Can all of these lines be returned exactly?

_DATA SECTION:_
START
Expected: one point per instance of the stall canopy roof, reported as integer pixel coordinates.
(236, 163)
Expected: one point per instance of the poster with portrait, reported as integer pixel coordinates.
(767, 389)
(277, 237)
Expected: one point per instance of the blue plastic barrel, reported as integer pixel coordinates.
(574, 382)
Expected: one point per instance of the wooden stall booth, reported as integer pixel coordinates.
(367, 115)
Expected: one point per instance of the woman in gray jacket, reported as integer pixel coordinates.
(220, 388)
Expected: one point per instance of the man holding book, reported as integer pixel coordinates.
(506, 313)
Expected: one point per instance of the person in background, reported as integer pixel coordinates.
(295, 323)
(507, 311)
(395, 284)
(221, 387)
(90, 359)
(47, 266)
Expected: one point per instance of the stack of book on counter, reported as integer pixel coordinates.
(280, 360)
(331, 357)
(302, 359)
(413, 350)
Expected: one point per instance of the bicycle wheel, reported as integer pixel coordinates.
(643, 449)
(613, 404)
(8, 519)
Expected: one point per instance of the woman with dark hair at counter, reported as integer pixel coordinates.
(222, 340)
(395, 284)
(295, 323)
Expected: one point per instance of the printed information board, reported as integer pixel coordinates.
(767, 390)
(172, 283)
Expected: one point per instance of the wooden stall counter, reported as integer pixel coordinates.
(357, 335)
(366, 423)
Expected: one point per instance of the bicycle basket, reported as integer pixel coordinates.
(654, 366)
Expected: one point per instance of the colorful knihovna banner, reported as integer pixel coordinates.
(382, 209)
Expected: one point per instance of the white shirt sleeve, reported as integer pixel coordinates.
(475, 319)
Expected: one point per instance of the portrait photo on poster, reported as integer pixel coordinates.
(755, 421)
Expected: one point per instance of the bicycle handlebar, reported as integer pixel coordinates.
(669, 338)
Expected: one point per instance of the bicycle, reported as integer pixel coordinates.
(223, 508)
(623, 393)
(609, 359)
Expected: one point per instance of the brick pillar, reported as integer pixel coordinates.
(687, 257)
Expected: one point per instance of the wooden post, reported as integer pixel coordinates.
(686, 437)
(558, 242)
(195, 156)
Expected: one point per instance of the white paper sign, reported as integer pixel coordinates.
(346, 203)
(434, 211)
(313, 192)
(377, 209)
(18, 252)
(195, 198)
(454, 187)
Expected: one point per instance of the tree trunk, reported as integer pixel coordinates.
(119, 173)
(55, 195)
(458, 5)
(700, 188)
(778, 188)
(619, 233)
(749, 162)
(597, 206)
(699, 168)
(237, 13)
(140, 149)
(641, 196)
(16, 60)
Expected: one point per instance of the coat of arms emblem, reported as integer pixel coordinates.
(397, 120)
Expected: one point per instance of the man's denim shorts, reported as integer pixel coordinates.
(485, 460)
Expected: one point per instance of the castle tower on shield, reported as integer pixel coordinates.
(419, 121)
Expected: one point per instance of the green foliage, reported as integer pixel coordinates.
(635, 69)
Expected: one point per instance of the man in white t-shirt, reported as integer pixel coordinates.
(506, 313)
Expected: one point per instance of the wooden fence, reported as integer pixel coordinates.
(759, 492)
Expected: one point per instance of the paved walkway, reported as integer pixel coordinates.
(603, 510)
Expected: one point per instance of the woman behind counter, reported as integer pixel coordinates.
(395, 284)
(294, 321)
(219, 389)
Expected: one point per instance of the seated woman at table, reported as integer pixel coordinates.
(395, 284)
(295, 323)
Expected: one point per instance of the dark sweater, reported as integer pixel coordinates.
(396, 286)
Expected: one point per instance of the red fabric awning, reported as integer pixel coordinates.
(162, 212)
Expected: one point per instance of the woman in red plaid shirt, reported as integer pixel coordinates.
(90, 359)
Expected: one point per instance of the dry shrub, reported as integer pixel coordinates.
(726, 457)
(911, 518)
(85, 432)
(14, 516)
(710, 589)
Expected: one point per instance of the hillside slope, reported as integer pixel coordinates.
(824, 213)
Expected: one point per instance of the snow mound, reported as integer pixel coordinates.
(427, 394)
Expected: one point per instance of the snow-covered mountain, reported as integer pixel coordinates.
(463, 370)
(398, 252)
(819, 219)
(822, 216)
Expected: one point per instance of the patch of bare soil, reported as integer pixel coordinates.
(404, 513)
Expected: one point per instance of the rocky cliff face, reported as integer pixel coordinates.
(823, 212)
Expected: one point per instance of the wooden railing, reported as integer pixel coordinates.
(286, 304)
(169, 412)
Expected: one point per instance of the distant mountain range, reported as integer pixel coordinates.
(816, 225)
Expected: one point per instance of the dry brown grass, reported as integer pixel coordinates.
END
_SOLUTION TO THIS EXERCISE:_
Expected: one point per instance of the stall canopy roof, reported as integer pixel coordinates.
(236, 163)
Expected: one point per instance of the poster with portrait, reported as integer pixel coordinates.
(767, 389)
(277, 237)
Expected: one point per instance of the blue plastic barrel, reported as integer pixel coordinates.
(574, 382)
Expected: one point per instance of the wooden stall booth, reported as integer pixel coordinates.
(367, 115)
Expected: one point per instance of the woman in gray jacket, reported as integer pixel coordinates.
(220, 388)
Expected: one point per instance of the man holding book, reported as integer pixel coordinates.
(506, 313)
Expected: one point per instance of the person in background, reported as integer pixel coordinates.
(295, 323)
(507, 311)
(395, 284)
(221, 387)
(90, 359)
(47, 266)
Expected: one point per instance of the stack of book on counter, reported as integer pixel coordinates.
(280, 360)
(331, 357)
(302, 359)
(413, 350)
Expected: one point per instance of the bicycle wheel, reported as integer pixel coordinates.
(643, 449)
(613, 404)
(8, 519)
Expected: one point per instance of the woman with dark hair at counter, reported as integer pixel coordinates.
(222, 340)
(395, 284)
(295, 323)
Expected: one point per instance of the printed information board, reported as integer pixel coordinates.
(767, 390)
(172, 283)
Expected: one point per instance of the wooden stall counter, reported as integer pixel coordinates.
(357, 335)
(366, 423)
Expected: one point per instance of the bicycle basket, reported as integer pixel coordinates.
(654, 366)
Expected: one point per instance of the colorful knihovna banner, reported as integer pixel coordinates.
(382, 209)
Expected: one point per instance of the white shirt sleeve, reported as integer pixel coordinates.
(475, 319)
Expected: one point per instance of the portrait photo on poster, reported as integer pixel coordinates.
(755, 421)
Expected: one point per instance of the bicycle handlebar, reported as integer pixel coordinates.
(669, 338)
Expected: one point per instance of the bicycle, reported as integer pixel coordinates.
(223, 508)
(623, 393)
(609, 359)
Expected: one point per instance of the brick pillar, reported as integer pixel coordinates.
(687, 257)
Expected: one point per instance of the wooden post, reported as integer pixel coordinates.
(686, 437)
(558, 242)
(195, 156)
Expected: one point per instance of the white paper sign, reported as integer pixel coordinates.
(346, 203)
(434, 211)
(313, 192)
(377, 209)
(18, 252)
(195, 198)
(454, 187)
Expected: one point per instance of the tree trunk, reported as integer pixel coordinates.
(119, 173)
(55, 195)
(458, 5)
(700, 188)
(778, 188)
(619, 233)
(749, 162)
(597, 206)
(699, 168)
(237, 13)
(140, 149)
(641, 196)
(16, 60)
Expected: one point per instance of the coat of arms emblem, reported as integer pixel coordinates.
(397, 120)
Expected: one point per instance of the man's denim shorts, reported as integer pixel coordinates.
(485, 460)
Expected: one point per instance of the castle tower on shield, reported as integer pixel coordinates.
(419, 121)
Expected: one point per instance of the green foliage, reported as integer pixel coordinates.
(635, 69)
Expected: one point per instance of the man in white t-shirt, reported as integer pixel coordinates.
(506, 313)
Expected: one point per instance of the wooden fence, reported as integer pixel coordinates.
(759, 492)
Expected: one point per instance of the paved walkway, reported as integer pixel coordinates.
(603, 510)
Expected: one point per instance of the woman behind counter, reported as integer pixel coordinates.
(395, 284)
(294, 321)
(219, 389)
Expected: one point per instance of the seated woman at table, reported as integer pixel coordinates.
(395, 284)
(295, 323)
Expected: one point per instance of the dark sweater, reported as integer pixel coordinates.
(396, 286)
Expected: one point per instance of the red fabric awning, reported as integer pixel coordinates.
(162, 212)
Expected: one point per instance of the woman in red plaid shirt, reported as integer pixel coordinates.
(90, 359)
Expected: one point per instance of the dry shrub, reported as integer pixel coordinates.
(726, 457)
(911, 518)
(85, 432)
(14, 516)
(710, 589)
Expected: one point per instance of the hillside slope, reported as integer pixel coordinates.
(824, 213)
Expected: one point per instance of the snow mound, reported as integer pixel coordinates.
(427, 394)
Expected: one point per instance of the snow-covered mountain, reported as integer pixel coordinates.
(463, 370)
(398, 252)
(819, 219)
(822, 216)
Expected: one point per instance of the patch of bare soil, reported as integer pixel coordinates.
(404, 513)
Expected: one point per instance of the rocky cliff face, reported as integer pixel coordinates.
(823, 212)
Expected: one point per instance of the wooden railing, reported as integer pixel coordinates.
(286, 304)
(169, 412)
Expected: one point per instance of the distant mountain range, reported as integer pixel coordinates.
(816, 225)
Expected: one point per instance of the dry brown grass, reported as integer pixel coordinates.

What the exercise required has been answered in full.